ENTRIES SHOWN:
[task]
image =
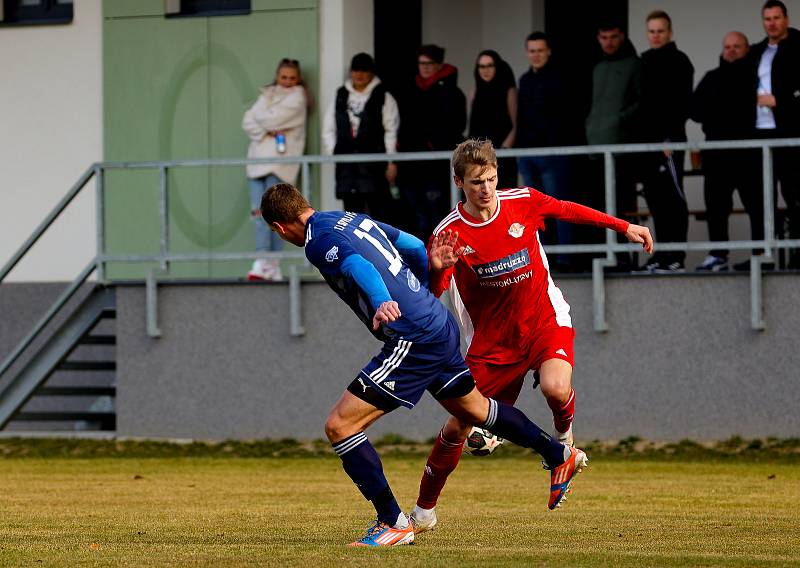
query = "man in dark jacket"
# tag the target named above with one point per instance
(546, 119)
(433, 116)
(776, 61)
(723, 104)
(667, 81)
(616, 96)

WHAT IS EXPECTED: Reproduce the items above word for word with all of their points, and leave out the pictures.

THE COMPLETED TASK:
[task]
image =
query = "man in dark jacket"
# tag the target named above with one point per instance
(546, 119)
(433, 116)
(776, 61)
(723, 104)
(667, 81)
(616, 96)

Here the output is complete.